[Data entries]
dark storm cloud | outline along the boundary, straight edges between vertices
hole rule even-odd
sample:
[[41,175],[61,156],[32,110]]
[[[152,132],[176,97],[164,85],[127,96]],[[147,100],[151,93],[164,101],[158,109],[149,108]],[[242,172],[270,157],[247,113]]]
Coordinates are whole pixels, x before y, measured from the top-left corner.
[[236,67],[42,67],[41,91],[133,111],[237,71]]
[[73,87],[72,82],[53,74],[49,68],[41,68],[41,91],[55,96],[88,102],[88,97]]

ACTION ITEM: Copy exactly the lines above, from the one containing "[[41,175],[61,156],[32,110]]" through the very last line.

RESPONSE BELOW:
[[41,175],[61,156],[32,110]]
[[[152,132],[176,97],[164,85],[127,96]],[[147,100],[151,93],[164,101],[158,109],[149,108]],[[242,172],[270,157],[247,113]]]
Coordinates are whole pixels, x before y, measured from the top-left corner.
[[236,67],[42,67],[41,91],[133,111],[237,71]]
[[73,87],[72,82],[53,74],[49,68],[41,68],[41,91],[55,96],[88,102],[88,97]]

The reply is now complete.